▶ _Extracted information_
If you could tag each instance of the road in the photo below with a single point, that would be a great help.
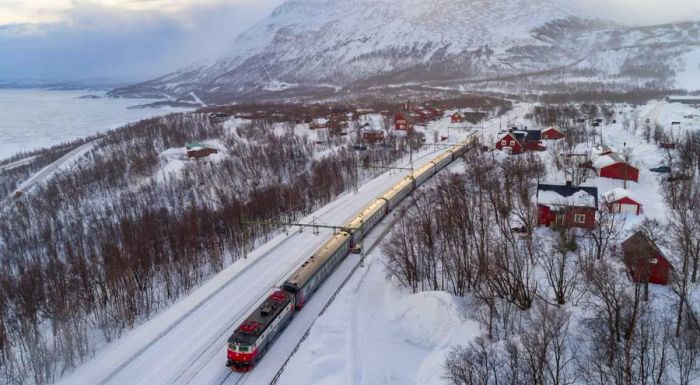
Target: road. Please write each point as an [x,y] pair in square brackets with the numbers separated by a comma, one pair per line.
[184,344]
[17,163]
[49,170]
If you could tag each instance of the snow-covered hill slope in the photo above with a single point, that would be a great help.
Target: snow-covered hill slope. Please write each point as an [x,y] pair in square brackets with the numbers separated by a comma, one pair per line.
[333,45]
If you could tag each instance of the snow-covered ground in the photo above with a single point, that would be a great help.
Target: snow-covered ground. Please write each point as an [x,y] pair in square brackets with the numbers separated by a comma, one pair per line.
[378,333]
[31,118]
[185,343]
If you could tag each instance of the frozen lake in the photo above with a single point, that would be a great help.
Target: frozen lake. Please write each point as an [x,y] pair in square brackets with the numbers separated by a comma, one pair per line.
[34,118]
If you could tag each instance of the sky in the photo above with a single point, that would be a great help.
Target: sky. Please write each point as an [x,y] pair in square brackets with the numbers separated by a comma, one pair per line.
[117,40]
[131,40]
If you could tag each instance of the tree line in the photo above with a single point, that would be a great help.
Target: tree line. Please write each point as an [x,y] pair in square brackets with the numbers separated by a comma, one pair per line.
[104,245]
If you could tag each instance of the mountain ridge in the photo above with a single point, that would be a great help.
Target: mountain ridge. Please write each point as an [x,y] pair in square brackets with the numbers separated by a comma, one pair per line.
[342,47]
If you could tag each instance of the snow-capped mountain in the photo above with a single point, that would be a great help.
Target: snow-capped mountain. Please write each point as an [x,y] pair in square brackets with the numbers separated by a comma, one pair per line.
[331,46]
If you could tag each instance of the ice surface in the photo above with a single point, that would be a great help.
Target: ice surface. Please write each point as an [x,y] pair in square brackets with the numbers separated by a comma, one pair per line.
[33,118]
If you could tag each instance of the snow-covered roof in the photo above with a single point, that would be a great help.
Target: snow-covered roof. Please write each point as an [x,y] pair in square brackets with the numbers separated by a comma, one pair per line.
[579,199]
[369,130]
[606,160]
[616,194]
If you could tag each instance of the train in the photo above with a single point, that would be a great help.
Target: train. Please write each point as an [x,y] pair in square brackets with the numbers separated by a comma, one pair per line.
[249,342]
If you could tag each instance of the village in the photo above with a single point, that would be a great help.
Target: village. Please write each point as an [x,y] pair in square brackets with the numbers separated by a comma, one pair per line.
[594,164]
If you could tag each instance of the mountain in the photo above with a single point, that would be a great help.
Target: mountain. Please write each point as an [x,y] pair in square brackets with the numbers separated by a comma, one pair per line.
[339,48]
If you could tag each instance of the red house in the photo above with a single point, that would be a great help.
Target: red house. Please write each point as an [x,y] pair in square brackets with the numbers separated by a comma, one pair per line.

▶ _Work required_
All of the records above must be copied exactly, except for the pictures.

▶ _Complete response_
If you could tag each instance of the road in the photo below with a single point, that would be a great help.
Target: road. Please write each point as an [x,y] pair in square brackets with the numbers separated by a comma, one pair per line.
[184,344]
[17,163]
[49,170]
If you could tag each instance of the snow-covered hill slope in the photo above with a single point, that would be a great help.
Target: snow-covered hill slope. Please write each point as an [x,y] pair in square brackets with the numbers separated by a comma, one pair per line.
[333,45]
If you could tag each instance of the snow-covered ground in the photo above with a single point, that would be a great help.
Target: snow-covered ground. Please write each point as an [x,y] pair in square brackets with the numbers separated by a comma, one pair per line.
[378,333]
[31,118]
[185,343]
If you could tag each instance of the frozen lake in the photo above with a single point, that would be a great help.
Target: frozen lake. Please write each point as an [x,y] pair in square brackets with the numbers separated by a comma, one pair per line.
[34,118]
If you could tag each instance of the sky in the photo above with a single point, that would be a great help.
Target: sky. Please write each point as an [x,y] pair in square brackets with the numbers separated by a comma, one pair per line.
[117,40]
[131,40]
If you could tag each instance of the tree line in the photo above with a single point, that would be a great help.
Target: tree line. Please write each point as an [x,y] pair in square brackets with the numbers separated by a comma, one pair per line.
[104,245]
If you could tag each instance of the mountain ridge in the photo above with a single point, that would be a great help.
Target: mountain ridge. Please write each point as an [x,y] pair in square brackets with the numbers separated by a comma, one pair per line.
[342,47]
If you could tag each instance of the snow-capped mountain in the photo above with a single point, that would be a great help.
Target: snow-capped mountain. Please write each point as an [x,y] pair in square brackets with the numbers separated by a comma, one pair per line.
[331,46]
If you could tag each instance of the ice surface in the photo above with a single point, that would be a great help.
Target: ice surface. Please write each point as an [x,y] pair in square brackets with the numbers separated by a comma, one pair per line.
[33,118]
If you could tag each instance of the snow-covered roof in the photo above with a single point, that would be a great help.
Target: snow-covered roof. Please write each point as an [x,y] pair in square brackets with the numbers separated by a comma, one pair per line.
[579,199]
[369,130]
[606,160]
[616,194]
If you could tag each instance of the train in the photo above with a single point, that would be a great help.
Target: train. Please write each point as an [x,y] pair in square brackets with the numbers separated by a comma, one pair per line.
[249,342]
If you could tag each instance of the village in the photo above with a single point, that would be a great help.
Target: village. Please write each point as an [x,y] pair in square brackets with the numbers separated by a comma, one pair per line.
[594,164]
If you could tag each instance of the mountain in the photo above with a single point, that would be a great help.
Target: mountain. Please write each point as an [x,y] pair in square brackets with the numbers separated by a comma, one pair per line.
[339,48]
If you could tag each instance of the red house in the photo above with a single point, that would be a great help.
Target: red house. Please write each point as an [x,y] pair in square brackets with the numbers separated by a comma, one pair per line.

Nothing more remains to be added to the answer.